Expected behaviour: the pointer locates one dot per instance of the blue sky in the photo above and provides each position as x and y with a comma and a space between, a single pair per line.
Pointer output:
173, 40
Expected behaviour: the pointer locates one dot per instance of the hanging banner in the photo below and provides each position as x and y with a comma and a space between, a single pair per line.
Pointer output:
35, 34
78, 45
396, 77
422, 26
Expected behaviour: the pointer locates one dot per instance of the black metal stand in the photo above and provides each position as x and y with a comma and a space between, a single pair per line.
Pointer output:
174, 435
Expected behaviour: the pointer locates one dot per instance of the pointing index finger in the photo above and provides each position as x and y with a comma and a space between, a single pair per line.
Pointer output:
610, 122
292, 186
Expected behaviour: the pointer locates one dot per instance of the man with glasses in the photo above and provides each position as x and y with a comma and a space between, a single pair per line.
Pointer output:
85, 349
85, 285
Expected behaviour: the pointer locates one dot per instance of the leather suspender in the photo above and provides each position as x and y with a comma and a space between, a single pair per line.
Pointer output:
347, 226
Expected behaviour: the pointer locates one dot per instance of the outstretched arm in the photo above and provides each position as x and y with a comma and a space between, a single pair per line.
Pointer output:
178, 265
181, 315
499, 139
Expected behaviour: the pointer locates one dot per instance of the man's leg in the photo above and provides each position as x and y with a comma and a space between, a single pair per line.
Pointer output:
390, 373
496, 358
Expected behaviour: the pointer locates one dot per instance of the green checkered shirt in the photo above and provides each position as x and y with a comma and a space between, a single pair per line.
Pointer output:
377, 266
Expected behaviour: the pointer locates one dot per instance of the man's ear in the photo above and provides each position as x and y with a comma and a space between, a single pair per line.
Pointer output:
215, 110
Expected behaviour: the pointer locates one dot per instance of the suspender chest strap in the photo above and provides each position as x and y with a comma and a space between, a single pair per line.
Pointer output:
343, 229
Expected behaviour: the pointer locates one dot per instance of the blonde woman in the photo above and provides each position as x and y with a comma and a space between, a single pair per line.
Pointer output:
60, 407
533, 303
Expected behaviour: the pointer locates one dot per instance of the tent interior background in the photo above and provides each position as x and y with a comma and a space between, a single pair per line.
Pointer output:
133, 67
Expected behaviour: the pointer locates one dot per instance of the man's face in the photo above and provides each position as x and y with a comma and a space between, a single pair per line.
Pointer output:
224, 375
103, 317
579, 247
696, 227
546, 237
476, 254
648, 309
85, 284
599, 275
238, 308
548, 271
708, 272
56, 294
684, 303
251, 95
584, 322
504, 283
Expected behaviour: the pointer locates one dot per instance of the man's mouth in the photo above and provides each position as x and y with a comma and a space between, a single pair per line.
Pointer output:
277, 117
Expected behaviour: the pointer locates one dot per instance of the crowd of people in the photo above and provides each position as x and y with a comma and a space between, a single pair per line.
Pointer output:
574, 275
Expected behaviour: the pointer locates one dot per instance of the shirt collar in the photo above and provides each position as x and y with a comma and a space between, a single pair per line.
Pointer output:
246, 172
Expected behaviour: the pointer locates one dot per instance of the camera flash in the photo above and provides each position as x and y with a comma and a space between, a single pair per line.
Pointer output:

Problem to solve -
Reproduce every entry above word for word, in the same order.

Answer to this task -
Expected behaviour: the pointer locates one dot per instance of the blue sky in the photo above and provides each position as x and y with a comma and a space between, a single pair per line.
Pointer output:
173, 40
Expected behaviour: the pointer locates one dot per instance of the hanging banner in the photo below and provides each position as x and y with a comma and a space between, a single pair per line.
Pointer output:
35, 34
78, 45
396, 77
422, 26
Expected behaviour: the pointer locates one dot per instance of the black metal stand in the photo above and provides each position as x and y with a comma and a space between, a single pair per line.
Pointer output:
174, 435
Expected behaviour: the pointer locates one dot per instance of the pointing index finger in the photo above and provides each position as x and y with a comma and a space between, a single pair per line.
Pointer output:
610, 122
292, 186
Expected behaviour: the pointer locates one dot per instance of the man with glasses in the photo above and provides each position as x and y with a comma and a space between, a single pair per line.
Pointer output:
85, 349
85, 285
Expected behaviour: the pointer locates one dot per instance of the leather suspender in the photo above and provides each position as x and y with a comma and a space between, a single pair per line.
Pointer output:
347, 226
Expected behaviour: the pointer locates one dot per instance of the outstretched arm in the photo above and provides each position as x and y with a comma and a space between, a single pair per line.
Pointer output:
178, 265
181, 315
499, 139
Expected behaviour: the pointer locates one dot per instance of the man's leg in the photo above and provides each position as x and y with a comma and a space between, a single pair per line.
Pointer output:
390, 373
496, 358
Expected behaviour: the pointer locates one dot per instance of the green checkered shirt in the photo above and provides each position as x and y with a comma and a space between, a single pair per line.
Pointer output:
377, 266
Expected behaviour: the pointer locates one dot per instance of the man's ear in the photo above and provides each position as x and y with a comma and a space between, a single pair per line.
Pointer output:
215, 110
Expected behaviour: the pointer locates one dot per instance of the suspender chest strap in the photo above and provides each position as x and y with a comma and a space between, a single pair per line.
Pointer output:
343, 229
Expected behaviour: the pointer locates one dot per instance of the blonde woman in the photo above and provides each position as x and y with a comma and a space between, a single pair per line.
Pointer output:
60, 407
533, 303
Expected behaviour: the pointer locates one dot per instance of the tent interior background in the photo above and provides each position as x and y with a comma and a space between, a single pair per line.
Pointer output:
133, 67
Expected behaviour: the pointer locates one dot per instance of the man's face in the photo above and provides each position as x and y with a comma and a space between, a single pair per line.
Pointer output:
224, 375
103, 317
579, 247
696, 227
546, 237
476, 254
648, 309
85, 284
599, 275
238, 308
548, 271
708, 272
56, 294
684, 303
251, 95
584, 322
504, 283
Expected behaviour: the pointer locates one dot per instance of the man's mouth in the photo above and provides each position as x and y with a comma and a space between, a single pair per line.
Pointer output:
277, 117
Expected behaviour: the pointer locates one dot per instance of the crowd of people in the photo above and provides each position as x and y with a comma and a space between, a single pair per line.
Pointer output:
574, 275
Expected behaviour: the pointer locates one dot per instance of the shirt collar in the photo above and provides each position as x and y with a comma and a space between, a single pair per line.
Pointer output:
246, 172
Expected behaviour: the pointer locates one dot per instance of the camera flash in the photo above and provides each position as x and y with a comma and a space between, a single pair per line.
Pointer output:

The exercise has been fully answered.